SHORT EXERCISE →
Please rename every "Looking at this image" in the listing below to "In this picture" and change nothing else, leaving the pictures out of your copy.

[Records of labeled boxes]

+ + + + + + +

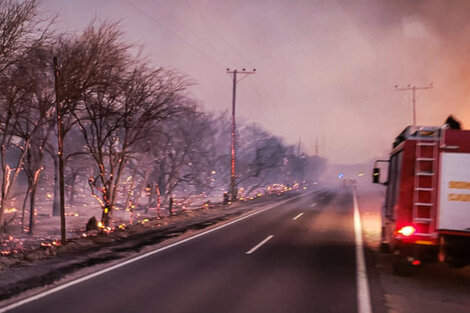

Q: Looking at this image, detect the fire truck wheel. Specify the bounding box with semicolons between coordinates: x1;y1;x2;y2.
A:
437;236;448;263
392;254;413;276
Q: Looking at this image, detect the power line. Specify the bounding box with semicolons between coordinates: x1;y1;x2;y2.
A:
227;68;256;201
395;83;433;127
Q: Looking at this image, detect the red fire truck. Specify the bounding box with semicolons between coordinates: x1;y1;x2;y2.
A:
373;125;470;274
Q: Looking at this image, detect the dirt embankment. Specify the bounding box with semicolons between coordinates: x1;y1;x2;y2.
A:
0;193;294;301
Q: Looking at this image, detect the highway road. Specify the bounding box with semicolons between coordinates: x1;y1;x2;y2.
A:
5;189;370;313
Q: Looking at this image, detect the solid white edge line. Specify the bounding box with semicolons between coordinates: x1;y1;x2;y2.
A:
0;190;315;313
353;187;372;313
246;235;274;254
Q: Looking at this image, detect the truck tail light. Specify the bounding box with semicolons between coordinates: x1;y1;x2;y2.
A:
398;225;416;237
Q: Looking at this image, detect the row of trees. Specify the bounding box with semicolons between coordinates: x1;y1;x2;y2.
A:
0;0;321;239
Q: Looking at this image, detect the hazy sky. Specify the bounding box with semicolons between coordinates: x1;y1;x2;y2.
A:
38;0;470;163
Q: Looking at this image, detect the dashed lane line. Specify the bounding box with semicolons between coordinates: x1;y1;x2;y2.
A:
245;235;274;254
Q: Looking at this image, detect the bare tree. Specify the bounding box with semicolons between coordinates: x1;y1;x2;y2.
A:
11;47;54;233
73;63;186;226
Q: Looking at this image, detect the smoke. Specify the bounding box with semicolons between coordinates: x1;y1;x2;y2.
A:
38;0;470;164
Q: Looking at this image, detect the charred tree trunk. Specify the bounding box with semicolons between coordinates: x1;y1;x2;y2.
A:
52;158;60;216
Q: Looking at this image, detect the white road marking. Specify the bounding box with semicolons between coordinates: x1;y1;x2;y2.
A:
0;190;315;313
246;235;274;254
353;189;372;313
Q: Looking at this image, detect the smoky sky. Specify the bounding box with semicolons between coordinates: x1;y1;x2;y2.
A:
42;0;470;164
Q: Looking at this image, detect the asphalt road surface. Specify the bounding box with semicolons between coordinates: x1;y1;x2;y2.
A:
5;186;364;313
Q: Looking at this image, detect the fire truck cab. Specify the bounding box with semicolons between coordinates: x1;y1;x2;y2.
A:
372;125;470;274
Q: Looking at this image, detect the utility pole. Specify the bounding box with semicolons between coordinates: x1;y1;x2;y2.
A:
54;56;67;241
227;68;256;201
395;83;433;127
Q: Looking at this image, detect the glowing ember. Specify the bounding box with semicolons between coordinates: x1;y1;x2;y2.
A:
4;208;18;213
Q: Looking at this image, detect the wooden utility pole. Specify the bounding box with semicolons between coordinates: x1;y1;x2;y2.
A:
227;68;256;201
395;83;433;127
54;56;67;244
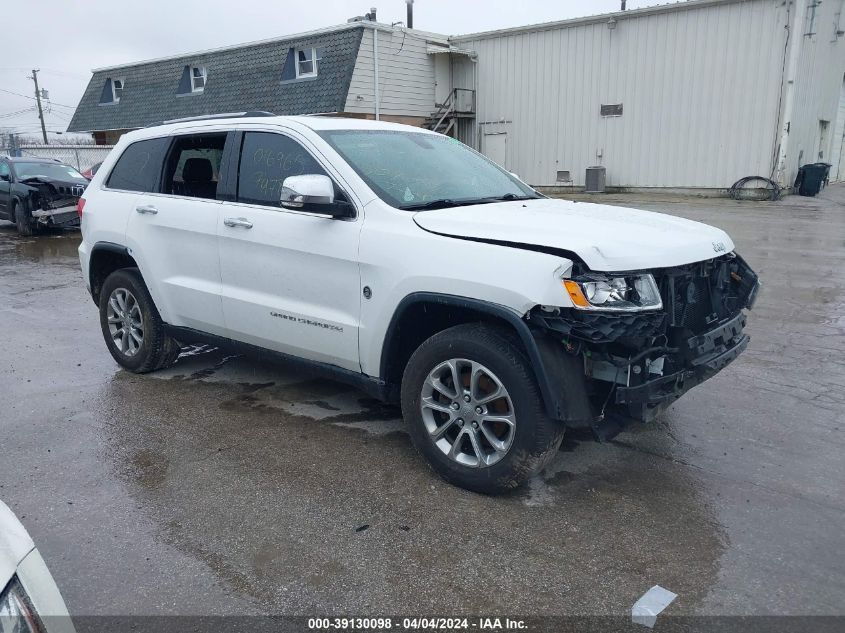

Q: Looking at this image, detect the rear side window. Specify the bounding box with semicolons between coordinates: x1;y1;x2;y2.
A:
238;132;327;207
106;138;170;193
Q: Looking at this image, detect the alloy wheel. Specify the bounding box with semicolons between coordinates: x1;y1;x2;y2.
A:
106;288;144;357
420;358;516;468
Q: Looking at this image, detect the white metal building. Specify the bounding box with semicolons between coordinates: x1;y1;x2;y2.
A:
70;0;845;191
450;0;845;189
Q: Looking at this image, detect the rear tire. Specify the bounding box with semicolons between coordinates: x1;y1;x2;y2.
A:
402;323;564;494
100;268;180;374
14;202;35;237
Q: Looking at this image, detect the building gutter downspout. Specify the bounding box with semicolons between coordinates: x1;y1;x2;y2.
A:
775;0;806;188
373;28;381;121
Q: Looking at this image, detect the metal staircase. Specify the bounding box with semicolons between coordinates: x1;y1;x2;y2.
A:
423;88;475;136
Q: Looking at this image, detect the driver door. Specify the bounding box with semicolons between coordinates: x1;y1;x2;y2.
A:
0;161;14;221
217;131;361;371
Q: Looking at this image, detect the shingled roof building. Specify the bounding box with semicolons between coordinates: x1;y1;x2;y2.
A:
69;0;845;193
68;19;469;145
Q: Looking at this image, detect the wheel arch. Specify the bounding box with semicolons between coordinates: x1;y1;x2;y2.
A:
88;242;138;305
380;292;590;421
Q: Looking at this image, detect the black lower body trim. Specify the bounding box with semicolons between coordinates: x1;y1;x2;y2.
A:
165;325;388;401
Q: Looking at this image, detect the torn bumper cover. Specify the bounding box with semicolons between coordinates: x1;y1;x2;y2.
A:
529;253;760;430
25;177;85;226
32;204;79;226
615;313;750;410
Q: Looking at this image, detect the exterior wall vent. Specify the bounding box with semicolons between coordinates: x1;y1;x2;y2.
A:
600;103;622;116
584;165;606;193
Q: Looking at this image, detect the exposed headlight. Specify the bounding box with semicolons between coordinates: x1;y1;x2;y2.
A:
561;273;663;312
0;578;43;633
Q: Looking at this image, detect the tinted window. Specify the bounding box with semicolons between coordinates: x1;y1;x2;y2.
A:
106;138;169;193
238;132;327;207
161;134;226;200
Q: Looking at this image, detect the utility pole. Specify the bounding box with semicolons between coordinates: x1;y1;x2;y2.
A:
30;68;47;145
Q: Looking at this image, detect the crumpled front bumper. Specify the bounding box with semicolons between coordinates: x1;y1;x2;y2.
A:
615;312;750;420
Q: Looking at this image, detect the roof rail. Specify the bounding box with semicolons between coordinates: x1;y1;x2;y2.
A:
146;110;276;127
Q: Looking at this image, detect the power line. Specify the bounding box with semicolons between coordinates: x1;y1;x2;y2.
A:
0;88;76;110
0;107;35;119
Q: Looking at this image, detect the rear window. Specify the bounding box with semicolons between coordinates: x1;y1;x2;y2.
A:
106;138;170;193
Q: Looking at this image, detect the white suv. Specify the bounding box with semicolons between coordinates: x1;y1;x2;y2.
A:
79;113;759;493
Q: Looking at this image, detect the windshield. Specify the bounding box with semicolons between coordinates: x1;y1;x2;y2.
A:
15;163;88;182
320;130;540;210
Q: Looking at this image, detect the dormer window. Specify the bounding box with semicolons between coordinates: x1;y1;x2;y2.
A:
111;77;123;103
296;48;318;79
99;77;123;105
191;66;208;92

+ + + + + + +

EXERCISE OUTPUT →
Q: In this picture, detect the fire truck wheel. Specify the bounding box with semicolons between coordinates: x1;y1;x2;y2.
A:
437;236;448;263
392;254;413;276
Q: In this picture, detect the power line. Specify the bounding box with semicolons between coordinates: x1;y1;x2;y2.
A:
227;68;256;201
395;83;433;127
Q: In this picture, detect the red fire truck. Specify the bounding box with semicolons between coordinates: x1;y1;x2;y2.
A:
373;125;470;274
Q: In this picture, detect the dirt embankment. Specify the bounding box with semicolons between coordinates: x1;y1;x2;y2.
A:
0;193;294;301
Q: In this picture, detect the highway road. Specify the bounding box with semicolons between coordinates: x1;y1;x2;y2.
A:
5;189;370;313
Q: In this picture, detect the solid white edge line. Specify the bounding box with semicolons between coordinates: x1;y1;x2;y2.
A:
0;190;315;313
353;187;372;313
246;235;274;254
Q: In this picture, detect the truck tail light. Specify the bounding box with semicolons between coordinates: x1;y1;x2;y2.
A:
398;225;416;237
Q: In this picture, detect the row of trees. Specify the bounding box with semicolons between coordinates: x1;y1;x2;y2.
A:
0;0;321;239
Q: In this picture, detect the hazy sky. Specify the bounding box with semicolons between coordinates: x1;y1;x2;y2.
A:
38;0;470;163
Q: In this picture, detect the dashed lane line. Specify the bounding box with semicolons between coordinates: x1;y1;x2;y2.
A:
245;235;274;254
Q: In this picture, detect the bare tree. Specify the bounding box with semicolons between coordinates: x1;y1;x2;y2.
A:
11;47;54;233
73;63;186;226
Q: In this picture, detect the smoke. Specify the bounding box with semicolons between coordinates: x1;y1;x2;y2.
A:
38;0;470;164
Q: In this picture, detect the charred tree trunk. Specify the bounding box with semicolons between coordinates: x1;y1;x2;y2.
A:
52;158;60;216
Q: In this picture, detect the white road marking. Specify the bounding box with semicolons between coordinates: x1;y1;x2;y2.
A:
0;190;315;313
246;235;274;254
353;189;372;313
Q: In this picture, detect the smoky sky. Specify the bounding box with semicolons between coordinates: x1;y1;x2;y2.
A:
42;0;470;164
Q: In this picture, detect the asphalt road surface. Specify the bounding box with semicolons between coordinates: x1;y1;x2;y2.
A:
5;186;364;313
Q: In this picture, detect the fire truck cab. Specify the bounding box with semicolons between coordinates: x1;y1;x2;y2.
A:
372;125;470;274
Q: In this picture, detect the utility pole. Specify the bounding box with semicolons between coordinates: x1;y1;x2;y2.
A:
54;56;67;241
227;68;256;201
395;83;433;127
Q: In this picture, detect the glowing ember. Specify the bounding box with semicolons between coordinates: x1;y1;x2;y2.
A:
4;208;18;213
Q: In this picture, detect the wooden utility pole. Specify the bounding box with semicolons between coordinates: x1;y1;x2;y2.
A:
227;68;256;201
395;83;433;127
54;56;67;244

Q: In this picture, detect the rear side window. Specify the bounding box with semicolons between coordinates: x1;y1;x2;y2.
A:
238;132;327;207
106;138;170;193
Q: In this picture, detect the alloy wheel. Specify the bounding box with semicolons between coordinates: x1;y1;x2;y2.
A:
106;288;144;357
420;358;516;468
Q: In this picture, detect the white metal building. Specify the bounding box with semicolons between coordinates: x1;y1;x2;y2.
A:
70;0;845;191
450;0;845;189
Q: In this picture, detect the rear tire. Specify the bounding box with semicolons between coordinates: x1;y1;x2;y2.
A:
402;323;564;494
100;268;180;374
14;202;35;237
Q: In this picture, detect the building gutter downspout. Specify the bounding box with semicolons between coordinates: x1;y1;x2;y2.
A:
775;0;806;188
373;28;381;121
Q: In this picture, detect the metal staircase. Specify the bounding box with semicolons between coordinates: x1;y1;x2;y2.
A:
423;88;475;136
Q: In this picture, detect the driver door. Specify the bounding box with semicolons between coordinates: x1;y1;x2;y2.
A:
0;161;14;221
217;131;361;371
Q: In this picture, detect the shingled roof building. Specify the bounding box with semicolons between coordinates: x1;y1;x2;y2.
A:
69;0;845;193
68;19;469;145
Q: In this picture, detect the wheel arch. Specify the bounding box with semicolons between coordinates: x1;y1;x2;y2.
A:
88;242;138;305
380;292;590;421
Q: In this picture, detect the black lower body trim. Specify the bounding box with semicolons between coordinates: x1;y1;x2;y2.
A:
165;325;388;401
Q: In this picture, detect the torn bumper cover. Specify the bounding box with semicolons between coordinates: x1;y1;x2;y2.
A:
529;253;760;430
25;177;85;226
32;204;79;226
615;313;750;410
Q: In this picture, detect the exterior wall vent. Specify the bounding box with semicolons between coordinates: x1;y1;x2;y2.
A:
600;103;622;116
584;165;606;193
Q: In this picture, detect the exposed headlight. Specify the bounding box with semicolons between coordinates: x1;y1;x2;y2.
A:
561;273;663;312
0;578;43;633
Q: In this picture, detect the tinted window. Specify the bounding box with semicolons between coordinates: x1;y1;x2;y2.
A:
106;138;169;193
238;132;327;207
161;134;226;200
Q: In this picture, detect the utility pole. Specify the bounding box with semicolons between coordinates: x1;y1;x2;y2.
A:
30;68;47;145
Q: In this picture, detect the crumpled front bumper. Specify the bounding box with semicolons between coordinates: x1;y1;x2;y2.
A:
615;312;750;420
Q: In this picture, detect the roof rail. Specify the bounding box with semicolons between coordinates: x1;y1;x2;y2.
A:
146;110;276;127
Q: In this picture, detect the power line. Specify the bounding box with semicolons between coordinates: x1;y1;x2;y2.
A:
0;88;76;110
0;107;35;119
Q: In this picture, detect the rear window. Specify the bounding box with semicolons between coordinates: x1;y1;x2;y2.
A:
106;138;170;193
Q: In this picture, detect the white suv. Specify the bounding box with semicolons between coordinates: x1;y1;x2;y2.
A:
79;113;759;493
Q: In this picture, detect the windshield. Specify the bounding box with semicolons between coordinates: x1;y1;x2;y2.
A:
15;163;88;182
320;130;540;210
Q: In this picture, detect the dormer window. Specify the bounding box with semicolons between coordinates: x1;y1;x2;y2.
A:
111;77;123;103
296;48;318;79
99;77;123;105
191;66;208;92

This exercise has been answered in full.